» **WHAT THE TASK REQUIRES**:
In the data below, find every line with the string "tent" and pull it out.
--- PROVIDED INFORMATION ---
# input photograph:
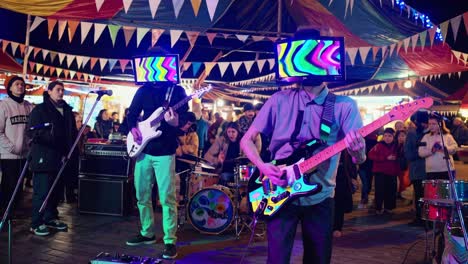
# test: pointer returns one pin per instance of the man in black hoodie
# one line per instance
(49, 150)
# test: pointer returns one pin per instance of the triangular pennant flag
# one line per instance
(235, 66)
(352, 54)
(37, 21)
(192, 37)
(208, 67)
(154, 4)
(222, 67)
(93, 62)
(432, 32)
(177, 6)
(113, 30)
(422, 37)
(112, 63)
(98, 29)
(99, 4)
(61, 57)
(62, 26)
(363, 51)
(44, 54)
(127, 4)
(406, 44)
(444, 29)
(210, 37)
(175, 35)
(248, 65)
(141, 33)
(196, 6)
(455, 22)
(242, 38)
(123, 64)
(85, 27)
(70, 59)
(155, 34)
(128, 33)
(212, 4)
(195, 67)
(414, 41)
(72, 25)
(260, 64)
(51, 25)
(102, 62)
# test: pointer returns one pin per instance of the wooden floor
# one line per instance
(367, 238)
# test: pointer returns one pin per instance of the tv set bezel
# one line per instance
(156, 55)
(299, 79)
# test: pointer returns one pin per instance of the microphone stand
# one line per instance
(6, 215)
(70, 152)
(453, 190)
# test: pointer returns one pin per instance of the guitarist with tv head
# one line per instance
(157, 162)
(293, 117)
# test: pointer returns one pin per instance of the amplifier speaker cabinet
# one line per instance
(118, 167)
(104, 196)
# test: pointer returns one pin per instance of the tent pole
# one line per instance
(26, 48)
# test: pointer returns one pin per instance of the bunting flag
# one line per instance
(212, 4)
(192, 37)
(128, 33)
(155, 34)
(196, 6)
(175, 35)
(211, 37)
(154, 4)
(98, 29)
(141, 33)
(37, 21)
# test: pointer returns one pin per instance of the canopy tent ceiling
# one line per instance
(231, 41)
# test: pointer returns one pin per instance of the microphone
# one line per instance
---
» **YOUR SOLUTION**:
# test: pointer returns one pin per instance of the tent pole
# test: pointer returns one pin per instance of the canopy tent ceiling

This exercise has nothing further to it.